WHAT THE EXERCISE ASKS => Please retype every one of the rows below with no changes.

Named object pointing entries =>
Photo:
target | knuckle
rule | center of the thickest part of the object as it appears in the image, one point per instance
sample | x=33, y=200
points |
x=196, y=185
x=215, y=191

OUTPUT =>
Photo:
target | knuckle
rule | center of the thickest part of the object as it appears in the image, one point per instance
sample | x=33, y=200
points |
x=196, y=185
x=215, y=191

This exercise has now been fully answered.